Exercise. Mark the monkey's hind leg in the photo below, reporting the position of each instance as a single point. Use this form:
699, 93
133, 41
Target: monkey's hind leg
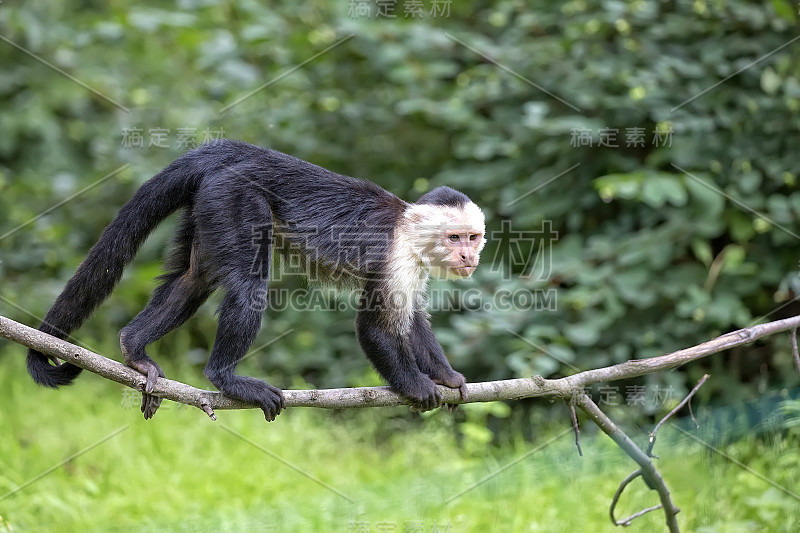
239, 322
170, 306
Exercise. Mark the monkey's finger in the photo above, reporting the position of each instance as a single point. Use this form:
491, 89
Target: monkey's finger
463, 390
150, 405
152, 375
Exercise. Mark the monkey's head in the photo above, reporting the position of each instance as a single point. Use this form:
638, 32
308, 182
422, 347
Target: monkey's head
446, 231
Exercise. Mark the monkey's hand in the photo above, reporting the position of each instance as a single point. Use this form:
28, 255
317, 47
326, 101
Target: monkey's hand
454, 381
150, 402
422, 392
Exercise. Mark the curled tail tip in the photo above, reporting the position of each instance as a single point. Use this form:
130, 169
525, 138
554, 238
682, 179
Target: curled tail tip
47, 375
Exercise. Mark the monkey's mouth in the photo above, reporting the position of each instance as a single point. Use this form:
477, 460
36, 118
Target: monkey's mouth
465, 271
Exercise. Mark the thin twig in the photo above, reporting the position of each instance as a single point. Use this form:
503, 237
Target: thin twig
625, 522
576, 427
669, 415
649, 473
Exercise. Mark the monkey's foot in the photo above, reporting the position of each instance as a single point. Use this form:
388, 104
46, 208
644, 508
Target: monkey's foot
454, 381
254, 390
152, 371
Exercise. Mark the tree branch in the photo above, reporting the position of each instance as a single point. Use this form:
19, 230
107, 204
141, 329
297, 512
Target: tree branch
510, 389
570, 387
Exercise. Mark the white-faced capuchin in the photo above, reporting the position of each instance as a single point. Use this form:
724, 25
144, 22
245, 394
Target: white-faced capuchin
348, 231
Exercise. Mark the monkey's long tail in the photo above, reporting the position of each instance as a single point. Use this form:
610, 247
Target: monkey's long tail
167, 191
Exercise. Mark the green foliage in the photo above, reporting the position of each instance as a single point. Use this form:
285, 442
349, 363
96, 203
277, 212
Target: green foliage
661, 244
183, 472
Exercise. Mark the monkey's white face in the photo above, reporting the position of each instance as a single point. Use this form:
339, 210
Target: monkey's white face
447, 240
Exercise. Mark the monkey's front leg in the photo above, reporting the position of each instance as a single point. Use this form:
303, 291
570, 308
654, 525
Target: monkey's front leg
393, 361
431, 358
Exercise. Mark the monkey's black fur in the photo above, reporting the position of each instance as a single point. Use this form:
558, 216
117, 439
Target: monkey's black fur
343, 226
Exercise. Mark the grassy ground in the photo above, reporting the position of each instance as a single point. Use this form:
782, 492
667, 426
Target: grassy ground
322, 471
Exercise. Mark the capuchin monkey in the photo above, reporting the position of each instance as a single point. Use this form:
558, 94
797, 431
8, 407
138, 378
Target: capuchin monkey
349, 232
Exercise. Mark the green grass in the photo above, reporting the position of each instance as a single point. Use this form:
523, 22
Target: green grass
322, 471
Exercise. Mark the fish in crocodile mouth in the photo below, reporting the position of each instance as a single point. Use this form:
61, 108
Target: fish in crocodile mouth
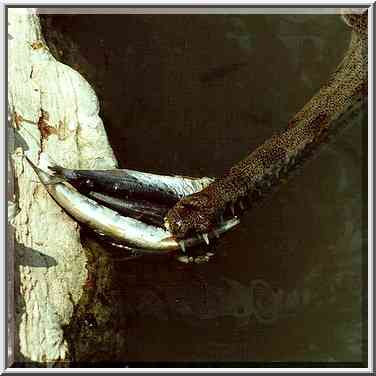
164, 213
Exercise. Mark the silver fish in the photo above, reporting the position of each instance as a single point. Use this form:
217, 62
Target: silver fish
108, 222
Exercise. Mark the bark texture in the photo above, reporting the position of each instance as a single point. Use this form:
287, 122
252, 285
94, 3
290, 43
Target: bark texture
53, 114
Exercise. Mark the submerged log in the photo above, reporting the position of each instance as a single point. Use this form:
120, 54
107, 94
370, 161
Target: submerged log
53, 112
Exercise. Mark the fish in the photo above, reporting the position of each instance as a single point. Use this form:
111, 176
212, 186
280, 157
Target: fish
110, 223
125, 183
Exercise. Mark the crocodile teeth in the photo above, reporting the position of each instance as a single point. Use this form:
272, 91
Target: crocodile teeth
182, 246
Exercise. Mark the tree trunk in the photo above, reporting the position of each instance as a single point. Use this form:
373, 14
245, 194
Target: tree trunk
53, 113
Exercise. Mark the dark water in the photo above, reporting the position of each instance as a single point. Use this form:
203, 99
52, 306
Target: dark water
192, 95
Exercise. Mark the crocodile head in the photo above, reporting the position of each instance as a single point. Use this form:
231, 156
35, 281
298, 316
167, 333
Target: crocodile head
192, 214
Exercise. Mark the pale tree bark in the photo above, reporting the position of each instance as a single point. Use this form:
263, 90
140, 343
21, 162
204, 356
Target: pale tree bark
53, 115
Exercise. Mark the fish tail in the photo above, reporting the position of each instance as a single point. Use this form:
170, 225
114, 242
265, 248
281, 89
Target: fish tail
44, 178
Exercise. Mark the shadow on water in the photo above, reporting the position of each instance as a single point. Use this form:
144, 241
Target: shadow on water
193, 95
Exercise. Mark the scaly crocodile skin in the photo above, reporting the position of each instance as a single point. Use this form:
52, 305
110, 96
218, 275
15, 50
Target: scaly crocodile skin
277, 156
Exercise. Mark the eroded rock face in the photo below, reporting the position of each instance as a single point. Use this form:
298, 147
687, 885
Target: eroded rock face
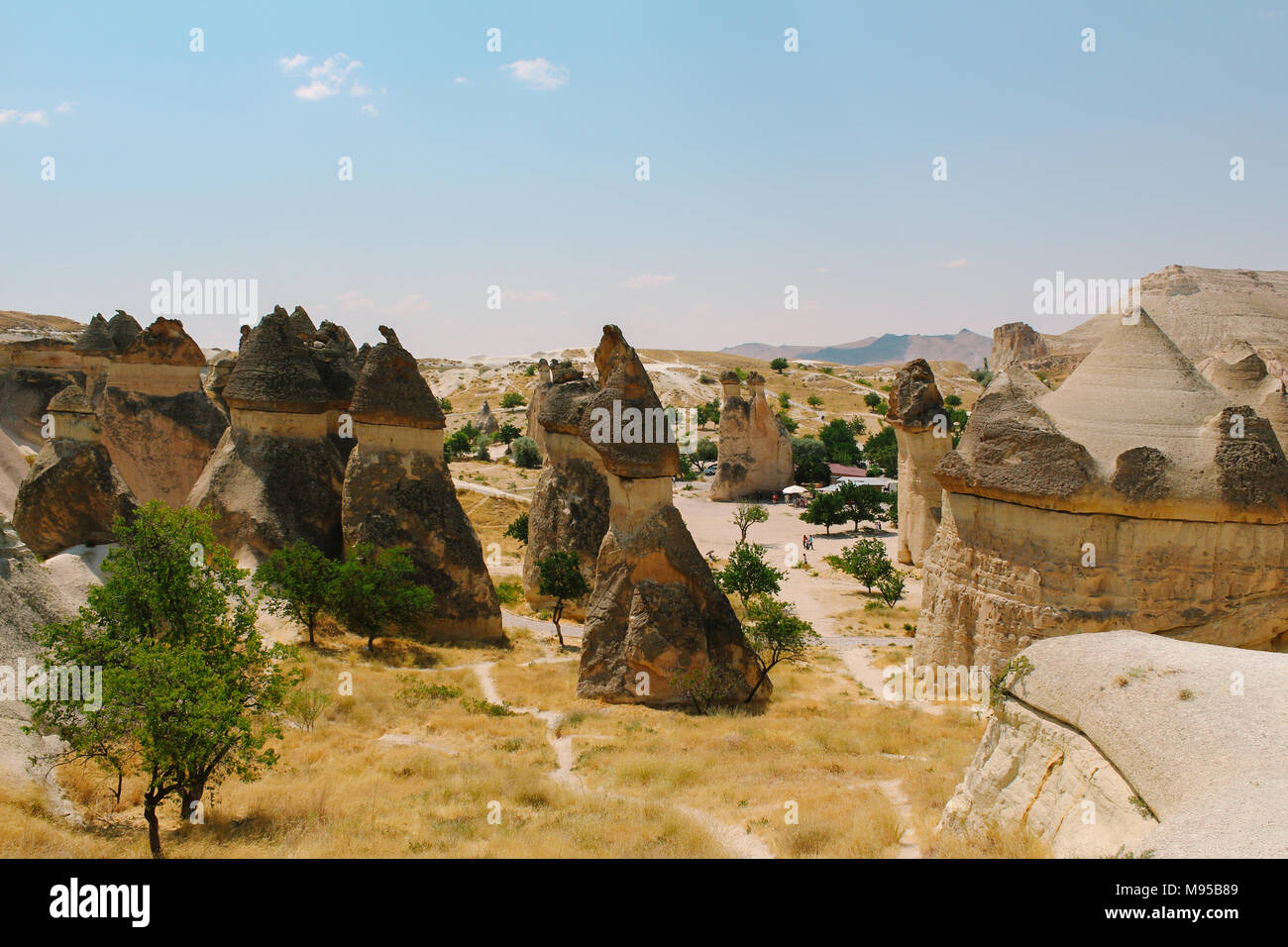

**********

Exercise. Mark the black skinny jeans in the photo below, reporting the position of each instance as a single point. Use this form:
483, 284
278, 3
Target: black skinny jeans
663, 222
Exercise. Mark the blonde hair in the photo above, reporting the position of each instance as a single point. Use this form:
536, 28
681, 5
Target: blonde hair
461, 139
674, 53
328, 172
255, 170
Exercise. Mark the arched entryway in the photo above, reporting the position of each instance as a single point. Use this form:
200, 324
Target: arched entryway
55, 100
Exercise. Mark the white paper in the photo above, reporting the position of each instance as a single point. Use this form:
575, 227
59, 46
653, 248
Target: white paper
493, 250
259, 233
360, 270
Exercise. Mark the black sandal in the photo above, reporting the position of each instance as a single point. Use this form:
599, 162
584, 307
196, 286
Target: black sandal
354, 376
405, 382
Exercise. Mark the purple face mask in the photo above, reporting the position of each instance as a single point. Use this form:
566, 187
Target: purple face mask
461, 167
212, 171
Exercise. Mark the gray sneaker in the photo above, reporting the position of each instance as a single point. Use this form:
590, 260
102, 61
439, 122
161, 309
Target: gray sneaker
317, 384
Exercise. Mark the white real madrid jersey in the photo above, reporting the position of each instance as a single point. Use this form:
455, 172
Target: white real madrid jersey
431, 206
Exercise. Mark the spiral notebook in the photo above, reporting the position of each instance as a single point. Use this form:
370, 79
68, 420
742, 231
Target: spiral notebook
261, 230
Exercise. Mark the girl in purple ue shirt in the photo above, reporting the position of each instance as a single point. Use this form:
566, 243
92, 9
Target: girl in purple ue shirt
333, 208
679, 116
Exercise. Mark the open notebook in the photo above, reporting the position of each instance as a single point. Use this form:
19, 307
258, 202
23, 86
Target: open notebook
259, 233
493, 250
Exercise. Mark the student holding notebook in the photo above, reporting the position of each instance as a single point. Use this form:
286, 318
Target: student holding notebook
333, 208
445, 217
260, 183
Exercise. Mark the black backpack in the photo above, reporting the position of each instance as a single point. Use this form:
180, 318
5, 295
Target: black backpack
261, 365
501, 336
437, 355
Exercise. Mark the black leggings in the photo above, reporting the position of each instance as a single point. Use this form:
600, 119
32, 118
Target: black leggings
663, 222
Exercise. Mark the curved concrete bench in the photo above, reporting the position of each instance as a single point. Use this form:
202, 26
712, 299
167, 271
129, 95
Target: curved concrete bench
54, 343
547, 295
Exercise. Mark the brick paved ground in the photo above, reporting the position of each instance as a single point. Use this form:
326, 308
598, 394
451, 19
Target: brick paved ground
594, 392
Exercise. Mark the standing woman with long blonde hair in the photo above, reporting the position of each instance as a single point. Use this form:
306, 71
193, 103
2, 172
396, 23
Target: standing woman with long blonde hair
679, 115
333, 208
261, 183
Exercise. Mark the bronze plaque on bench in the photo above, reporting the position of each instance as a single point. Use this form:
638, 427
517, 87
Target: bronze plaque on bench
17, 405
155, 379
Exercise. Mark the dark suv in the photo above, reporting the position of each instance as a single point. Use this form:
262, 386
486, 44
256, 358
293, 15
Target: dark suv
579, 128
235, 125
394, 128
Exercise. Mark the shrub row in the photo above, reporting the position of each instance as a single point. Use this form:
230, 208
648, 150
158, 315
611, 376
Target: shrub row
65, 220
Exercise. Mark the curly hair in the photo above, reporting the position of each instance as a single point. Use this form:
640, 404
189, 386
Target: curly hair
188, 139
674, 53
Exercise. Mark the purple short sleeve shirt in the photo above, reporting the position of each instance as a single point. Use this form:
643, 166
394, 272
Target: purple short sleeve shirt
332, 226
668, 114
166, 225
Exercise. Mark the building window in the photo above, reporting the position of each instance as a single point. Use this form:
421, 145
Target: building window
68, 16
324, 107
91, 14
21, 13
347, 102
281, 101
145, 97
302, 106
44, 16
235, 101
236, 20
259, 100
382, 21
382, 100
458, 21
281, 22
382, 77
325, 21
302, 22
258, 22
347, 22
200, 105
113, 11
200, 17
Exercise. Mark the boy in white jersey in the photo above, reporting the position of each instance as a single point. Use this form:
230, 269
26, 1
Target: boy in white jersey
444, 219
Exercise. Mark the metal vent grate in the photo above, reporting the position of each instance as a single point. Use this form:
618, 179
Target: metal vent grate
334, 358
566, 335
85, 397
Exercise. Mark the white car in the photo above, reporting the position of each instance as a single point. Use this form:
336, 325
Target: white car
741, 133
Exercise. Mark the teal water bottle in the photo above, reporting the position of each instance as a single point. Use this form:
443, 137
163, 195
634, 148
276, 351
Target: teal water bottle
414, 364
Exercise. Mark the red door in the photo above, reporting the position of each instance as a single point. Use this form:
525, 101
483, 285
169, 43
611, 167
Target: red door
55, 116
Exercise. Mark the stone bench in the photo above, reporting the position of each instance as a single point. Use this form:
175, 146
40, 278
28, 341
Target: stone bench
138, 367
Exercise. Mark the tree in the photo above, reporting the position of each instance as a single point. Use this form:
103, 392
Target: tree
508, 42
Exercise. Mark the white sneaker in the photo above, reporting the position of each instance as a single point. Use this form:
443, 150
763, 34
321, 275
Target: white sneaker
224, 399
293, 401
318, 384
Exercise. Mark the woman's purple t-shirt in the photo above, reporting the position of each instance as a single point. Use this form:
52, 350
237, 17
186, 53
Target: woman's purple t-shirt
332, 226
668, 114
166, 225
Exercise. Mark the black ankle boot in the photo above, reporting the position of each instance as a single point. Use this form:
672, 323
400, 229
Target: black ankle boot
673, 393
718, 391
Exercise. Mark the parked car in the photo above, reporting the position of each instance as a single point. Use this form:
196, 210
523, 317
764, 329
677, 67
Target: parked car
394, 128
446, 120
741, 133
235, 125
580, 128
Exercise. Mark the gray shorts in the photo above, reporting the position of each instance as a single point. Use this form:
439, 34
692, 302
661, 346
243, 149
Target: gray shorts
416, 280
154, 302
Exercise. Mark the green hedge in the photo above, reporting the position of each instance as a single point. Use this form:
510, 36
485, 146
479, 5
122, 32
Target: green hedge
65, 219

**********

- [BRIEF] Count the lines in the material above that contain the string "blonde", and give only that number.

- [RESPONSE TO THIS EXERCISE] 4